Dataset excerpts

━━━━━━━━━━━━━━━━━━━━━━━━━━━━━━

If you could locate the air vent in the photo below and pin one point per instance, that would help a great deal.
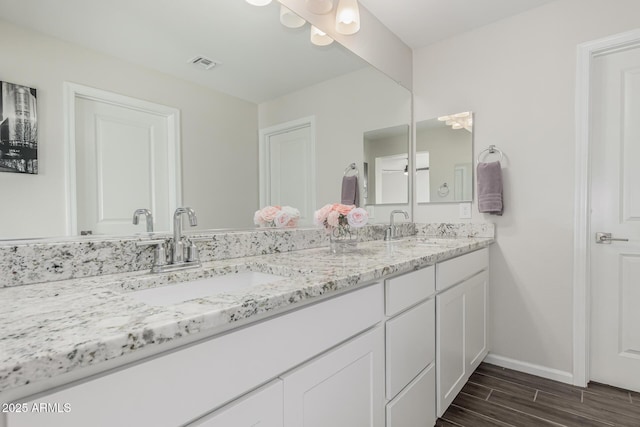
(203, 62)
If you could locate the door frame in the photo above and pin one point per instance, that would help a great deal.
(73, 91)
(582, 218)
(289, 126)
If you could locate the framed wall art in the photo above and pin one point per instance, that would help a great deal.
(18, 129)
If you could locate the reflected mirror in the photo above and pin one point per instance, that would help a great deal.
(265, 75)
(444, 159)
(386, 165)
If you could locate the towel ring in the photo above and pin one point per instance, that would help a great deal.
(491, 150)
(351, 167)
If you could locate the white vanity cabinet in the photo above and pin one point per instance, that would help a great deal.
(186, 384)
(262, 407)
(461, 319)
(342, 388)
(410, 349)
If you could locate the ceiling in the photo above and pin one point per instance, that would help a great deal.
(260, 59)
(422, 22)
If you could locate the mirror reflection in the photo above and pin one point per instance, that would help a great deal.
(444, 159)
(258, 82)
(386, 164)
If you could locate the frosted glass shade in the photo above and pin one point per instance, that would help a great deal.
(259, 2)
(290, 19)
(320, 38)
(319, 7)
(348, 17)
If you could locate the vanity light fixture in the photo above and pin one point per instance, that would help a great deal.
(347, 17)
(319, 7)
(458, 121)
(319, 37)
(290, 19)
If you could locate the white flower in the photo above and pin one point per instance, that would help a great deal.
(282, 219)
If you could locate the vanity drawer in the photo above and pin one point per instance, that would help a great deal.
(263, 407)
(182, 385)
(404, 291)
(410, 339)
(455, 270)
(415, 405)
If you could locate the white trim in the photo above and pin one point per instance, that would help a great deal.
(530, 368)
(71, 92)
(581, 258)
(266, 133)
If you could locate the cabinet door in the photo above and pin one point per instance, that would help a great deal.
(262, 407)
(451, 372)
(476, 291)
(342, 388)
(410, 345)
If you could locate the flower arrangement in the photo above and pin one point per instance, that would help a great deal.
(340, 217)
(276, 216)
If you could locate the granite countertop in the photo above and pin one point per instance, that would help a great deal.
(49, 329)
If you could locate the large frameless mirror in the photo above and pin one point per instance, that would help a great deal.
(444, 159)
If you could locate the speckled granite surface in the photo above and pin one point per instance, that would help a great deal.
(33, 261)
(53, 328)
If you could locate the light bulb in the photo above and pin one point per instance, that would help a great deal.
(319, 37)
(319, 7)
(290, 19)
(259, 2)
(348, 17)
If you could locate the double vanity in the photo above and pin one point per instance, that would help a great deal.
(385, 335)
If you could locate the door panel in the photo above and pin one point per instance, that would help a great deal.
(287, 168)
(137, 143)
(615, 209)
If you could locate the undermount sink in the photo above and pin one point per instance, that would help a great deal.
(185, 291)
(437, 242)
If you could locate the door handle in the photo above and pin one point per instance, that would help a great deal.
(605, 238)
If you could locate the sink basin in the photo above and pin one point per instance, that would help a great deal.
(438, 242)
(180, 292)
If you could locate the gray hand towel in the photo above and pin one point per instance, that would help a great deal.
(490, 188)
(350, 192)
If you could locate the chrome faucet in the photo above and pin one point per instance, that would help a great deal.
(391, 232)
(148, 216)
(183, 252)
(178, 247)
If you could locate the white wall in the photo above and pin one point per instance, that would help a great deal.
(219, 134)
(344, 108)
(374, 43)
(518, 76)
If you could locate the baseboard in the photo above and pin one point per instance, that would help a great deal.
(530, 368)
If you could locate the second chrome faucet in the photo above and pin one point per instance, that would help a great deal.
(392, 232)
(183, 252)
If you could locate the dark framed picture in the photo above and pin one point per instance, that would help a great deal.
(18, 129)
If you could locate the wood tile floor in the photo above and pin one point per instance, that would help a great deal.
(495, 396)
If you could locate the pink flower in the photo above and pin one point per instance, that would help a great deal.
(282, 219)
(269, 213)
(321, 214)
(257, 218)
(357, 218)
(333, 219)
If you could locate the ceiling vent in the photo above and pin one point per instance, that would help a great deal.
(203, 62)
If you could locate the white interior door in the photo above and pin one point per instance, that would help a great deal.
(615, 209)
(288, 168)
(123, 162)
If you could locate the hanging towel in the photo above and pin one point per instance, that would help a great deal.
(350, 195)
(490, 188)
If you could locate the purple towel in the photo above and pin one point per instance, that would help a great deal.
(350, 194)
(490, 188)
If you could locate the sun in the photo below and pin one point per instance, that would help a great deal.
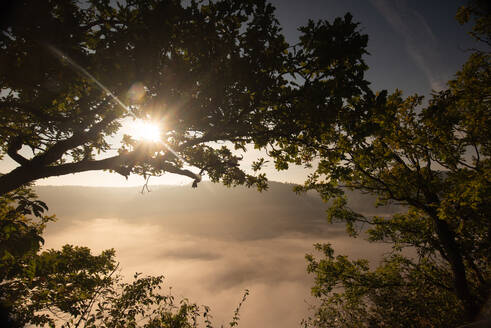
(146, 131)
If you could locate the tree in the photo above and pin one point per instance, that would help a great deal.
(73, 288)
(435, 160)
(210, 72)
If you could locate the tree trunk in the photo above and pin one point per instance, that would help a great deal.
(447, 238)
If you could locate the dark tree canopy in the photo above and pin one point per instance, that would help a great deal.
(210, 72)
(435, 160)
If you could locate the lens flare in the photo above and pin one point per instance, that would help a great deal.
(146, 131)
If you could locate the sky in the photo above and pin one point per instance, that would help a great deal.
(415, 46)
(211, 243)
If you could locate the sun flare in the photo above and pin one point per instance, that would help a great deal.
(146, 131)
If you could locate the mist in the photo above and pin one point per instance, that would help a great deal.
(211, 243)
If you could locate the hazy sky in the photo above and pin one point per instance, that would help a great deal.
(211, 243)
(414, 45)
(214, 243)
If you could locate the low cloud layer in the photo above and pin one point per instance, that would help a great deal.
(212, 247)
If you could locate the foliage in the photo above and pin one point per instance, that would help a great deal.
(433, 159)
(73, 288)
(210, 72)
(398, 293)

━━━━━━━━━━━━━━━━━━━━━━━━━━━━━━

Print, exactly as they appear above, the lines running from the one with "If you could locate the foliage" through the final line.

If you could locate the foliage in the photo above and pin one point per instance, that would help a great deal.
(433, 159)
(73, 288)
(210, 72)
(398, 293)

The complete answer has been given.